__EXTRAIT__:
Le Vigrahavyāvartanī est un texte fondamental pour comprendre la défense de la doctrine de la vacuité de Nāgārjuna. Par sa méthode dialectique et sa distinction entre les niveaux de vérité, le philosophe montre que la vacuité est une compréhension profonde de la réalité qui transcende les vues dualistes et permet de vivre de manière plus libre et éveillée. Cette œuvre continue d'être une source d'inspiration et de débat dans la tradition bouddhiste et au-delà.

Contenu de l'ouvrage.
Composée en vers et accompagnée de commentaires en prose, cette œuvre se concentre principalement sur la défense de la doctrine de la vacuité (śūnyatā) et l'usage de la dialectique contre les arguments substantiels.

Nāgārjuna commence par exposer l'objectif de son traité : répondre aux objections soulevées contre ses enseignements sur la vacuité et clarifier les malentendus. Il discute la notion de nature propre ou essence intrinsèque (svabhāva) et utilise des arguments logiques pour démontrer que la croyance en une substance permanente mène à des contradictions et des erreurs philosophiques.

Nāgārjuna répond point par point aux critiques de ses adversaires, notamment sur la validité de la perception, de l'inférence et de la connaissance conventionnelle. Ici encore, il utilise des arguments dialectiques pour démontrer que les objections contre la vacuité reposent sur des malentendus de la nature de la réalité.

Il fait une distinction claire entre la réalité conventionnelle (saṃvṛti-satya) et la réalité ultime (paramārtha-satya) et affirme que la compréhension de la vacuité permet de naviguer entre ces deux niveaux de vérité sans contradiction.

__DONNÉES ENREGISTRÉES__:
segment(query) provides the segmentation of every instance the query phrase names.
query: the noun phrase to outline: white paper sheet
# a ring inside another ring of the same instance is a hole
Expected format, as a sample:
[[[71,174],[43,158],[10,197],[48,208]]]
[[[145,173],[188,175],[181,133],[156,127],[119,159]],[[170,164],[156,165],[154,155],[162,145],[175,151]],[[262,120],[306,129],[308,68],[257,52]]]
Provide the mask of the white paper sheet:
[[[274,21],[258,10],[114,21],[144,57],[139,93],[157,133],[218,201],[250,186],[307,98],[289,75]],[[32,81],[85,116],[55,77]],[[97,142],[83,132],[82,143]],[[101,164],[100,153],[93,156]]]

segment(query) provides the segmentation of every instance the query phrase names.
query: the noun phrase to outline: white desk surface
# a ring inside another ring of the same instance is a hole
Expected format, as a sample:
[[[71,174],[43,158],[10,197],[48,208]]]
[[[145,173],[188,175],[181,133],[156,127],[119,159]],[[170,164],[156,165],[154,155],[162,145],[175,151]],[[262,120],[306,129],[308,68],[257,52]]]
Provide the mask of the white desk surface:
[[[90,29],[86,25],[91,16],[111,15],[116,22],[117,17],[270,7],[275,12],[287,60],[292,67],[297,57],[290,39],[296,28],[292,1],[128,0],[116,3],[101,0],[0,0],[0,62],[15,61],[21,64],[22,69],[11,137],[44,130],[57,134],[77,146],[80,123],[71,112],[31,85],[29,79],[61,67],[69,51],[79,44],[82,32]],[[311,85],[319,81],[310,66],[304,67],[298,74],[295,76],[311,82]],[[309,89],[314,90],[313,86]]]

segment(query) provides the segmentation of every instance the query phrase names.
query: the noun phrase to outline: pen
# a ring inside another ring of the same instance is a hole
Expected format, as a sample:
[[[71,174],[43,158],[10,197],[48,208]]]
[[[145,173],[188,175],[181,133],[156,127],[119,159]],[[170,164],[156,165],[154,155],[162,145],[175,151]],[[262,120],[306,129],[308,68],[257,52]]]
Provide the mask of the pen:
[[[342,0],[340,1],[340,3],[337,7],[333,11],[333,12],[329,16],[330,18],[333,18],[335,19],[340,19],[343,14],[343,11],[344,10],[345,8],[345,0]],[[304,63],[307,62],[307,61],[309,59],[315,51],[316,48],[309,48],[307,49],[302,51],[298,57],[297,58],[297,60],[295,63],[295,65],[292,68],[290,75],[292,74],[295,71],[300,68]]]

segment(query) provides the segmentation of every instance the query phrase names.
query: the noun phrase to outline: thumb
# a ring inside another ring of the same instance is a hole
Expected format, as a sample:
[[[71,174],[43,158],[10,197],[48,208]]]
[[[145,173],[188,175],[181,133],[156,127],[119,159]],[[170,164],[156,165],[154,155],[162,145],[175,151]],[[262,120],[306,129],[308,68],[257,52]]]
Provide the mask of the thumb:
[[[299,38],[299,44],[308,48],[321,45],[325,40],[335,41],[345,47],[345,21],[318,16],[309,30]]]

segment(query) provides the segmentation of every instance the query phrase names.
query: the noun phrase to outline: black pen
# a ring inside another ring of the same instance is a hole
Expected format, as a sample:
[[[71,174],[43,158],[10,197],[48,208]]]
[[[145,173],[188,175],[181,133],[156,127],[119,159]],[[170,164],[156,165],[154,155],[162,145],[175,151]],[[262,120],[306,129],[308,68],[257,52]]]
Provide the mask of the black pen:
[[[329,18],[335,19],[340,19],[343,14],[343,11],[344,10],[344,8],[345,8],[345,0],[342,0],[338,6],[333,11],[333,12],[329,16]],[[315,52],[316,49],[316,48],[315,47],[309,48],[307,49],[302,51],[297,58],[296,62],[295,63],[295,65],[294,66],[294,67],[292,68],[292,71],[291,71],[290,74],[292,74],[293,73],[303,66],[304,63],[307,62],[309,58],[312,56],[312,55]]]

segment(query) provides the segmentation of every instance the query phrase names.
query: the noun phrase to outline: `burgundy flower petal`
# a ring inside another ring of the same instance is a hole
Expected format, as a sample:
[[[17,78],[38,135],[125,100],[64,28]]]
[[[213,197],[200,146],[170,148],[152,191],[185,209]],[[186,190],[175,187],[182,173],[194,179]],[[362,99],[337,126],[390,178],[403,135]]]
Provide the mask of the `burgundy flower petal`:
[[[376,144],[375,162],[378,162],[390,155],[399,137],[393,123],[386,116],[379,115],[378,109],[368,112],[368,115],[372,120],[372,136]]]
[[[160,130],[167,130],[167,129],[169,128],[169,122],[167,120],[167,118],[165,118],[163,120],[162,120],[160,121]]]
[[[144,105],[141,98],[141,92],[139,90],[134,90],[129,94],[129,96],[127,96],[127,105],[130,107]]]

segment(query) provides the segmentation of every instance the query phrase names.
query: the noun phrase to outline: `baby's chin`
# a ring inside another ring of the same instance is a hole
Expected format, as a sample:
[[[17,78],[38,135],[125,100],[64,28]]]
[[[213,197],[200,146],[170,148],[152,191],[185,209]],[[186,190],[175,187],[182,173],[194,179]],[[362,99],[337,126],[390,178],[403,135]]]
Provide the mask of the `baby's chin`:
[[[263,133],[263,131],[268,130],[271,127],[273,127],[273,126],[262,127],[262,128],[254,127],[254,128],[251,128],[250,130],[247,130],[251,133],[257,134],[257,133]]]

__CONSIGNES__:
[1] Relevez tous les termes sanskrits que l'extrait donne entre parenthèses.
[2] Traduisez en anglais cette phrase de l'extrait : « Nāgārjuna répond point par point aux critiques de ses adversaires, notamment sur la validité de la perception, de l'inférence et de la connaissance conventionnelle. »

__RÉPONSES__:
[1]
śūnyatā
svabhāva
saṃvṛti-satya
paramārtha-satya

[2] Nāgārjuna responds point by point to his opponents' criticisms, particularly regarding the validity of perception, inference, and conventional knowledge.